== Segment start ==

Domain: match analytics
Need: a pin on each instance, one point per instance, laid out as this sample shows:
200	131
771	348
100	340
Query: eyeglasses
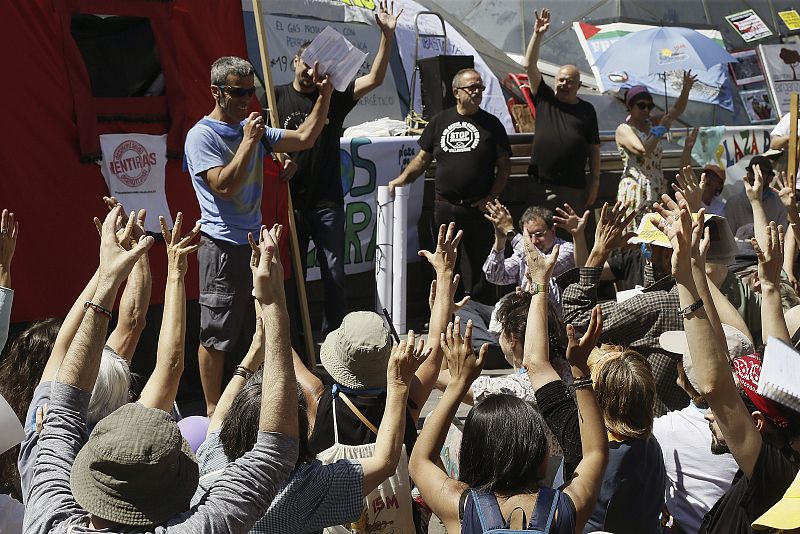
473	88
237	92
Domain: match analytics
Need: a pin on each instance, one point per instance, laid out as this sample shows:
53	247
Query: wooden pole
297	265
793	144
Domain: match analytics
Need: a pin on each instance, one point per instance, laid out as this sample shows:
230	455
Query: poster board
781	64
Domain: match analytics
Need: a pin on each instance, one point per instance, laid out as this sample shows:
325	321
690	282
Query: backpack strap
489	514
545	510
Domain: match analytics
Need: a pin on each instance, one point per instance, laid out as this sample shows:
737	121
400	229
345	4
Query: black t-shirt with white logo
318	178
564	133
466	148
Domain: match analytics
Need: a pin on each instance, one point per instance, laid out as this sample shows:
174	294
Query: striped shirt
315	496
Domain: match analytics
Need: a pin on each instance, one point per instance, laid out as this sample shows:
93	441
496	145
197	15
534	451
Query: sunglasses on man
237	92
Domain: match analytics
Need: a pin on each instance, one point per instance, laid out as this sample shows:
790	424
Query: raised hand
9	230
116	262
578	350
464	365
540	266
178	248
770	258
446	248
787	192
677	224
386	19
265	263
500	217
542	23
755	191
688	186
322	81
405	360
611	232
453	287
567	219
254	128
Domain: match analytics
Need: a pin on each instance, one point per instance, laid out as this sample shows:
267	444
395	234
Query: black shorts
226	292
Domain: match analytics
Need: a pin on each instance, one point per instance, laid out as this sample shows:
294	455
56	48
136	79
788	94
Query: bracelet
97	308
537	288
692	308
244	372
658	131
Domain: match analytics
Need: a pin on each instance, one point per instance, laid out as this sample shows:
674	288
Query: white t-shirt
782	128
696	478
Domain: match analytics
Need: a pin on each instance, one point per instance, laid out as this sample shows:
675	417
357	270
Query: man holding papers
316	184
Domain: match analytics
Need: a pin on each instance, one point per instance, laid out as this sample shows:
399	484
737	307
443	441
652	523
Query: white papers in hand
337	57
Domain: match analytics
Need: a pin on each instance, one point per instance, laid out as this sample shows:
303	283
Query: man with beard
224	155
316	182
473	164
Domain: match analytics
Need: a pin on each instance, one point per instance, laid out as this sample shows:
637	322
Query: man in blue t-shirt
224	154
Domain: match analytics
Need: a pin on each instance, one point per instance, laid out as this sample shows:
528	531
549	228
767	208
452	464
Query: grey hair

== Segment end ==

● **TASK ITEM**
Write out all the material verbatim, images excluded.

● **RESPONSE TO THE EXERCISE**
Domain: match analytics
Need: a pin on each instance, one point per instance, laid out as this sample shows:
200	131
771	348
100	340
Query: eyeglasses
473	88
237	92
Domain: match analytics
Need: a pin on each instance, one point per instance, laid out as this sample shows:
53	247
Query: wooden pole
297	265
793	144
Domain: match analytics
Need: a pin on each instance, one point per instance, laid out as this sample shows:
230	455
Query: poster board
781	64
Domain: match analytics
Need: a pin on each instance, one point per instance, laid out as this sample shows:
325	321
690	282
Query: backpack strap
489	514
545	510
Domain: match analytics
Need: a pin on each instance, one point per instance, laid out as this sample shows:
737	121
400	229
345	4
Query: black t-shirt with white logo
318	178
564	133
466	148
Domain: match analytics
Need: a pin on each instance, one point per instance, laid out as this sample shows:
174	294
Query: striped shirt
315	496
Domain: match analytics
Need: a pin on each instance, one point per instance, laid out as this sample shows:
93	441
496	145
197	15
534	451
Query: sunglasses on man
237	92
Domain: match analytics
Need: a pin on each instance, one point per instance, laid out as this sample shows:
790	424
Query: raised hand
9	230
116	262
578	350
464	365
540	266
178	248
770	258
446	248
787	192
677	224
386	19
265	263
500	217
542	23
755	191
688	186
322	81
405	360
611	232
453	287
567	219
254	128
Domain: match analytics
Need: a pin on each instance, one point per instance, laid out as this sample shows:
267	444
395	234
Query: black shorts
226	292
Domain: match analytics
Need: a pin on each instance, one point per instance, laid out as this sample shows:
294	455
56	48
136	79
788	94
Query: bracelet
97	308
537	288
692	308
244	372
658	131
Domain: match analytics
Need: a pin on each instance, one point per instance, laid out as this sample shows:
674	288
Query: white t-shirt
782	128
696	478
Domain: match analytics
Need: a pin on each instance, one point per instance, laid out as this sample shows:
675	417
357	270
Query: man holding papers
316	184
Domain: match analytics
Need: a pin on each instance, one point per instance, laid out as this sample shows:
399	484
737	307
443	441
652	523
Query: white papers in hand
337	57
Domain: match analytics
Need: a pin on each instance, one point per instance, laid out as this sample shows:
303	283
Query: man with beard
224	155
316	182
473	164
Domain: match analytics
Need: a pin on each instance, one point per instance, laid out as this sample shows:
637	322
Query: man in blue t-shirt
224	154
Domain: match analytics
Need: a pin on each instance, one point per instance, laid out as this sample shows:
528	531
549	228
767	208
452	464
Query: grey hair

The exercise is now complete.